• WHAT THE EXERCISE ASKS: Count the lines of the listing below that contain the string "green", treating uppercase and lowercase as distinct. Reply with the number only.

• SUPPLIED INFORMATION:
-- START --

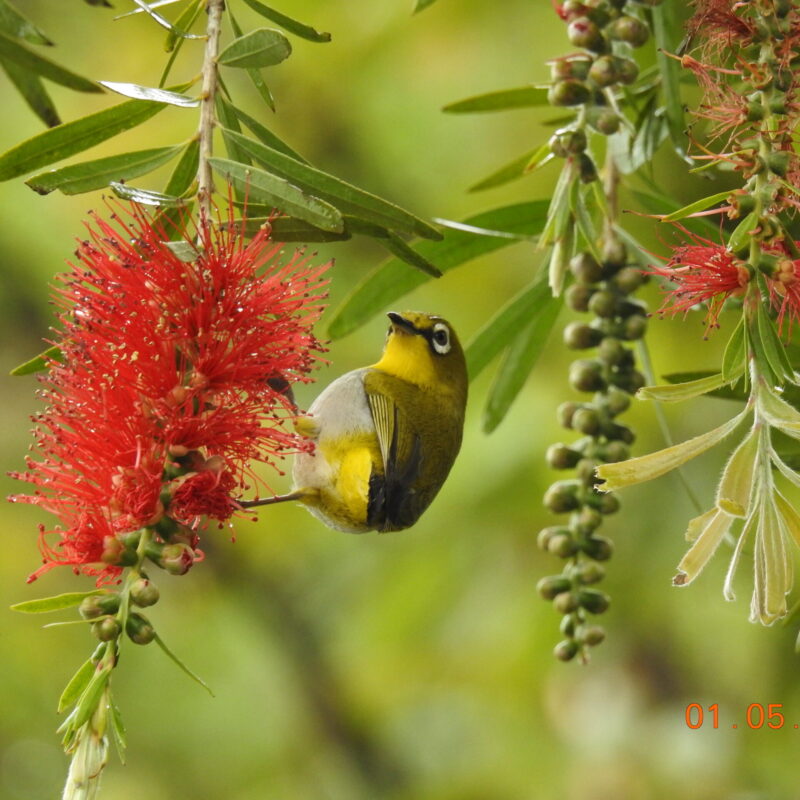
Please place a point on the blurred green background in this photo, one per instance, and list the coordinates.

-- END --
-- START --

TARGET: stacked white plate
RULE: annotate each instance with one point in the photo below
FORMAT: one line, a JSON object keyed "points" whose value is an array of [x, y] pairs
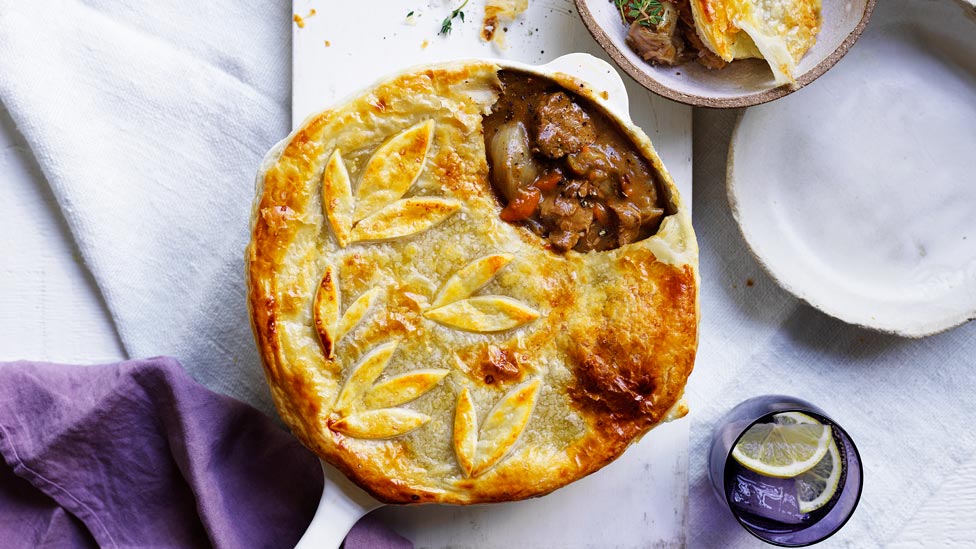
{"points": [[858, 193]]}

-- END --
-- START --

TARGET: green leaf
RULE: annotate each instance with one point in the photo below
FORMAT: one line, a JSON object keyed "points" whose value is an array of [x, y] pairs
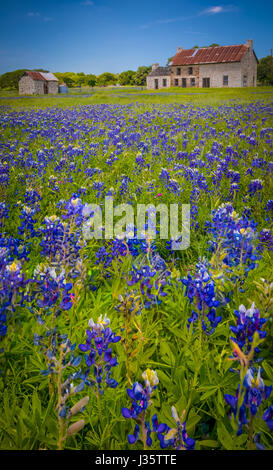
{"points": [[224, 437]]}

-- END --

• ANSWER TO THE EXERCISE: 2